Die Aufgabe: Würden Sie die folgenden Datensätze Zeile für Zeile unverändert abschreiben?
########################################
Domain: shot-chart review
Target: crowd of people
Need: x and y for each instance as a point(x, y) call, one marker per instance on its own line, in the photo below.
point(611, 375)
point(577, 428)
########################################
Lösung:
Domain: shot-chart review
Target: crowd of people
Need: x and y for each instance as a point(x, y) call, one marker per instance on its own line, in the photo below.
point(611, 375)
point(577, 428)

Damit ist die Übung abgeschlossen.